Task requirements: Count the lines in the records below that contain the string "vegetation". Reply with only the number.

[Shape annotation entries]

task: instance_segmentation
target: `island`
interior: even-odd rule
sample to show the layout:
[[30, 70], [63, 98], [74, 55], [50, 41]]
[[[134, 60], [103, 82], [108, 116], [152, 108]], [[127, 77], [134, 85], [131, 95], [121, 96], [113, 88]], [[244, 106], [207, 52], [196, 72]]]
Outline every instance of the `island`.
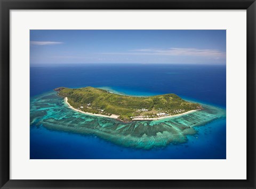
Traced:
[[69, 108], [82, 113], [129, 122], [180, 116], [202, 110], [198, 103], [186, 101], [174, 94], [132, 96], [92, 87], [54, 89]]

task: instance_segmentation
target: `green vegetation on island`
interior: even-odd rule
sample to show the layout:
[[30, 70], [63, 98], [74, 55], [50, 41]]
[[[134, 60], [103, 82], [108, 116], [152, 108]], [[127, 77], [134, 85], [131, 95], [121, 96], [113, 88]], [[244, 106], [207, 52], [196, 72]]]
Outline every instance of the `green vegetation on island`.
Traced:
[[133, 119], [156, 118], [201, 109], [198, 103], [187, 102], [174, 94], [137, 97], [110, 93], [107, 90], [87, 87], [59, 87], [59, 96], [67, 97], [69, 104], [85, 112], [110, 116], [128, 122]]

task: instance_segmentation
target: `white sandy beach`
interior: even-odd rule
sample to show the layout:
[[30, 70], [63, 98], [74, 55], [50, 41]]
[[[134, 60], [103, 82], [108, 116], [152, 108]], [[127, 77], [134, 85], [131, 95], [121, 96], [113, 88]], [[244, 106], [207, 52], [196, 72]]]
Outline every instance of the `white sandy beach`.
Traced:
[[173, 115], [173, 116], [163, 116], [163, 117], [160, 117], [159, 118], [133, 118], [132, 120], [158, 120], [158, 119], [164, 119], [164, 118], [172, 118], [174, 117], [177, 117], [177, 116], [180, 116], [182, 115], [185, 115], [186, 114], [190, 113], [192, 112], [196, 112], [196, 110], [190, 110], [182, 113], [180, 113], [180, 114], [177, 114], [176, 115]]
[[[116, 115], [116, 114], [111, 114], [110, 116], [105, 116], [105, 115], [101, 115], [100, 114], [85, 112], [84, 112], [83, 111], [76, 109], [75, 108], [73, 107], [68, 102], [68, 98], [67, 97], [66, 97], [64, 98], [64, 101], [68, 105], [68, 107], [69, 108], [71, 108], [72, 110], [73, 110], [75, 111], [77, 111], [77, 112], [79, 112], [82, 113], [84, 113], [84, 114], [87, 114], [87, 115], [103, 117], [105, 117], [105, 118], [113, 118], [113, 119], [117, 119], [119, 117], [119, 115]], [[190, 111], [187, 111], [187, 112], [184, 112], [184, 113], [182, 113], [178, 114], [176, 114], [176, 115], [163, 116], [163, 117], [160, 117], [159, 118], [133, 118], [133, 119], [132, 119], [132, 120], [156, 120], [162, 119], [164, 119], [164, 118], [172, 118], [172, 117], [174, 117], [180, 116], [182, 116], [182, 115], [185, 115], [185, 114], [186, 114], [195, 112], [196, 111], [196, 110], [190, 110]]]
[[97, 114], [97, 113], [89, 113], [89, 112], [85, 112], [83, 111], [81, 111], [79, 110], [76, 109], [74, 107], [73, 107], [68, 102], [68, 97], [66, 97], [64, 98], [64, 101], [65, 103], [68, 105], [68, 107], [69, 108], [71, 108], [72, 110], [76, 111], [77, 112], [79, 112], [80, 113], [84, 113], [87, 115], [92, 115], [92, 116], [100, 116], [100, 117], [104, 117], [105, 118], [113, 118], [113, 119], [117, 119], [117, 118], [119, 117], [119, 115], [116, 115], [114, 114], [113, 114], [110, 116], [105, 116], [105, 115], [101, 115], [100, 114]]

--

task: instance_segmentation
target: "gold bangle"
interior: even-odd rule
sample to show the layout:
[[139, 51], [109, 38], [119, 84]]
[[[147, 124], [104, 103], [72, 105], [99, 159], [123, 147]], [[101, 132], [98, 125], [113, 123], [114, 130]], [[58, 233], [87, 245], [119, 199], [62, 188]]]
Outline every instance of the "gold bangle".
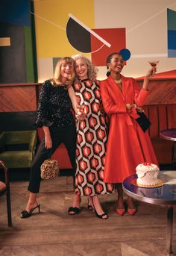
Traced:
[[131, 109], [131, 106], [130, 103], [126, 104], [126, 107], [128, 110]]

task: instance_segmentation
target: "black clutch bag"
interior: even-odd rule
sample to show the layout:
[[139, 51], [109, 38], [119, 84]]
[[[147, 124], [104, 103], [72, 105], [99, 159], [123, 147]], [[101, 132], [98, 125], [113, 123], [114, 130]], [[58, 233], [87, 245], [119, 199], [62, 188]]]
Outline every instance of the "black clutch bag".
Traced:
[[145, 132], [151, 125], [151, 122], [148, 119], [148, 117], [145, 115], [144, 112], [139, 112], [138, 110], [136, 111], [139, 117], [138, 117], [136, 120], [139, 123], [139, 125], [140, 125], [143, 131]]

==

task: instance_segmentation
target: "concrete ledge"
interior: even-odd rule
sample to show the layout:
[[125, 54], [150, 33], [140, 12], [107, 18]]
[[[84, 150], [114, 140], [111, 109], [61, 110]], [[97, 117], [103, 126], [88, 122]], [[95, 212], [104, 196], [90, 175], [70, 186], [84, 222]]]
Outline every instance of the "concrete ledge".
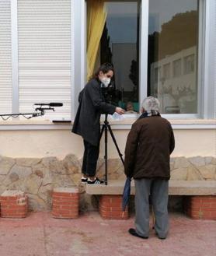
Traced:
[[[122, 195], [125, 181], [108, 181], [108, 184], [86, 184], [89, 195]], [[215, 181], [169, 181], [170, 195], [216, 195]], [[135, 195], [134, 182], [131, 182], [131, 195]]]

Final result: 2